## BEGIN
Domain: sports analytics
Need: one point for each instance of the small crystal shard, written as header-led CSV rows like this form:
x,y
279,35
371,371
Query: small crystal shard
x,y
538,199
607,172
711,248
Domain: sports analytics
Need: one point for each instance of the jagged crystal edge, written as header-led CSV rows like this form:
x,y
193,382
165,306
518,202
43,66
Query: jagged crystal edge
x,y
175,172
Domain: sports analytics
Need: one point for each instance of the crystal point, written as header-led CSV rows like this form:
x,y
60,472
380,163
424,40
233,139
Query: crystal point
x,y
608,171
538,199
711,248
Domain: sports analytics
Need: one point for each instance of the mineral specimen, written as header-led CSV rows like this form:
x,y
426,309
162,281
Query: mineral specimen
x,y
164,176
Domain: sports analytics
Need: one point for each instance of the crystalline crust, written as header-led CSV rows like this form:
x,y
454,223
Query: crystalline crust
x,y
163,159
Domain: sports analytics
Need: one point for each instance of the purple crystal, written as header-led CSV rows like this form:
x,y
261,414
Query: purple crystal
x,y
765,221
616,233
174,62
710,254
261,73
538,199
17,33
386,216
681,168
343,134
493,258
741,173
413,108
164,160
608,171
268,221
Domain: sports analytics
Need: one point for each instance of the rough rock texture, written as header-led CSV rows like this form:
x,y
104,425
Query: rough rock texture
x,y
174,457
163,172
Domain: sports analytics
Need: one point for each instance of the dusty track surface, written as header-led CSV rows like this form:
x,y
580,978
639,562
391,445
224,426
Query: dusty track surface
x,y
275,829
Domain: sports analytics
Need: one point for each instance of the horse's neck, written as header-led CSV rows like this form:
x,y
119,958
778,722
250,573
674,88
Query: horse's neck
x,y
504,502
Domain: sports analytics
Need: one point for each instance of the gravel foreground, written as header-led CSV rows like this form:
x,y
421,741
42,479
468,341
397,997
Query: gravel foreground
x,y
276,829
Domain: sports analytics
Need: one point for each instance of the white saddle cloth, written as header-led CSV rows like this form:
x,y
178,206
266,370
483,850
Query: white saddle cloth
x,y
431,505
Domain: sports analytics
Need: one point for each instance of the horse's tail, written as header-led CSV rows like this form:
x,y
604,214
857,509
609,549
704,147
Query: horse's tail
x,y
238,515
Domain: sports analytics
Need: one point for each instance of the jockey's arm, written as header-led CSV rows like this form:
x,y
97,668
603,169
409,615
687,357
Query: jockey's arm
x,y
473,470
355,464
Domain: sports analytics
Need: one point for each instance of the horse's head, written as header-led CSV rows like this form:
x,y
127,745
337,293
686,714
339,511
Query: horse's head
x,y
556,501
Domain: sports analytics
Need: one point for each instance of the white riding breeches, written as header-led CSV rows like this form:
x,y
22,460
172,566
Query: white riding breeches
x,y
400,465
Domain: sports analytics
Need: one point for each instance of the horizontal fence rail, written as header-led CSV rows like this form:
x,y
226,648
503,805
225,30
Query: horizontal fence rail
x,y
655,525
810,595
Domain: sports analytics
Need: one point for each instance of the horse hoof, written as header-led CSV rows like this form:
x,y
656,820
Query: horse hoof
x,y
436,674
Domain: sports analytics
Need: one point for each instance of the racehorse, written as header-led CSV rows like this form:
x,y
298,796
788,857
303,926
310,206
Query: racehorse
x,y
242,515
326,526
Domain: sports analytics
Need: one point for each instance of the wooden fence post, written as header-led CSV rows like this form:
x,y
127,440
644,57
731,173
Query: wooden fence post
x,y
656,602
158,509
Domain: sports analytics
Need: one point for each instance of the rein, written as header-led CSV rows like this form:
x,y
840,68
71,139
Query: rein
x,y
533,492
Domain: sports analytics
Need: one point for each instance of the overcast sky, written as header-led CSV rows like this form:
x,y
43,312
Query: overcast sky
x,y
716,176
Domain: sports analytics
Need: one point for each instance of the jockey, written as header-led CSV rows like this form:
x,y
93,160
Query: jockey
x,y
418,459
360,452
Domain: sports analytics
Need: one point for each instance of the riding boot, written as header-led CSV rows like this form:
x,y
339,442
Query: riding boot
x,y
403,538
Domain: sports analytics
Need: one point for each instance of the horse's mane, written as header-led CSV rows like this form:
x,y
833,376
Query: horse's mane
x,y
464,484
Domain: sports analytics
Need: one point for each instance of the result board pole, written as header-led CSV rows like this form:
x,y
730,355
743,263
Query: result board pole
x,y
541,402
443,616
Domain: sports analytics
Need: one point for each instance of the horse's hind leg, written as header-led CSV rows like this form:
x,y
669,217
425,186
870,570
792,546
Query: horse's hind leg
## END
- Job:
Above are some records; extract every one of them exactly.

- Finished task:
Domain: sports analytics
Need: one point for each instance of the small crystal shard, written as header-led CSV rows like this form:
x,y
279,35
371,371
Query: small crystal shard
x,y
538,199
607,172
711,248
Domain: sports analytics
Need: one point for each instance of the jagged crystal edge, written as header-led CSV rows like this form:
x,y
193,382
165,306
518,202
43,66
Query: jagged crystal edge
x,y
175,172
Domain: sports analytics
Need: one point for each instance of the crystal point, written as header-led CSV rows like this form:
x,y
60,472
380,163
424,40
233,139
Query: crystal point
x,y
608,171
538,199
711,248
Domain: sports analytics
Need: one point for each instance of the mineral specimen, written as header-led CSV rows like this form:
x,y
426,309
162,281
Query: mineral specimen
x,y
164,176
Domain: sports analytics
Need: one point for each instance of the crystalline crust, written as header-led CSV rows like this form:
x,y
454,223
Query: crystalline crust
x,y
163,159
Domain: sports analytics
Need: one point for each instance of the purple crystal, written as header-led CSV rows like this form:
x,y
261,414
Query: purple crystal
x,y
765,221
616,233
174,62
710,254
261,73
538,199
17,33
386,216
681,168
343,134
493,258
741,173
413,108
164,160
608,171
268,221
Domain: sports analytics
Need: one point for each instance of the rough rock texture, written as header-led CSV rows like this form:
x,y
104,425
Query: rough rock texture
x,y
174,457
163,172
Domain: sports analytics
Need: one point for each instance of the dusty track surface, written as header-led CSV rows like this form:
x,y
580,978
639,562
391,445
224,426
Query: dusty track surface
x,y
275,829
Domain: sports analytics
Need: one point for each instance of the horse's neck, written as header-led CSV rows like this form:
x,y
119,958
778,722
250,573
674,88
Query: horse's neck
x,y
504,502
Domain: sports analytics
Need: one point for each instance of the gravel foreground, written as header-led CSV rows like this form:
x,y
421,741
42,479
468,341
397,997
Query: gravel foreground
x,y
276,829
Domain: sports analytics
Need: one point for each instance of the white saddle cloth, written as header-led CSV rows like this form:
x,y
178,206
266,370
483,850
Query: white saddle cloth
x,y
431,505
Domain: sports analytics
Need: one point for each instance of the horse's tail, written as header-led CSV rows like this form:
x,y
604,214
857,509
609,549
704,147
Query: horse's tail
x,y
238,515
Domain: sports analytics
Need: one point for each instance of the jockey's arm, written as header-led CSV rows like this form:
x,y
97,668
603,169
409,615
687,357
Query: jockey's arm
x,y
473,470
355,464
Domain: sports analytics
Need: one point for each instance of the horse's head, written as header-led CSV rows like this form:
x,y
127,745
337,293
686,714
339,511
Query: horse's head
x,y
556,501
Domain: sports analytics
Need: one point for each instance of the white riding breeches, written as header-led CSV rows like this form:
x,y
22,460
172,566
Query: white riding breeches
x,y
400,465
Domain: sports analytics
Need: one point for each instance of the horizontal fence rail, written as header-led CSV rows like this form:
x,y
226,648
503,805
225,30
Query: horizontal fence rail
x,y
655,525
810,595
Domain: sports analytics
Need: one point for each instance of the horse hoof, written as header-led CSV rows like this form:
x,y
656,820
Query: horse hoof
x,y
436,674
Domain: sports analytics
Need: one point for each instance of the racehorse, written as header-led CSV rows like this form:
x,y
298,796
788,857
303,926
310,206
Query: racehorse
x,y
242,515
326,526
Domain: sports analytics
Need: one point for each instance of the wooden fence post, written as header-led CSV rows like this form:
x,y
127,440
644,57
731,173
Query: wooden fence post
x,y
656,602
158,509
Domain: sports analytics
Need: one point for each instance of the rein, written as header-led CSV rows like this form:
x,y
840,68
71,139
Query: rein
x,y
533,492
Domain: sports analytics
Need: one point for each instance of the overcast sky, written as header-led CSV rows like this form:
x,y
43,312
Query: overcast sky
x,y
716,176
Domain: sports analytics
Need: one point for each instance of the jockey, written as header-led CSV rows like this form:
x,y
93,160
Query: jockey
x,y
418,459
360,452
Domain: sports analytics
Need: one point for each instance of the riding boot, written as header-led CSV rows like this form:
x,y
339,442
Query: riding boot
x,y
403,538
Domain: sports analytics
Need: one point for each instance of the horse's mane, written as header-led CSV rows like this form:
x,y
833,376
Query: horse's mane
x,y
464,484
Domain: sports analytics
Need: one point for each instance of the result board pole, written as header-led CSV rows like this form:
x,y
730,355
743,263
Query: result board pole
x,y
541,402
443,616
Domain: sports analytics
Need: one point for each instance of the horse's hind leg, written as header-led CSV rows like this form:
x,y
669,217
425,186
870,570
792,546
Query: horse's hind leg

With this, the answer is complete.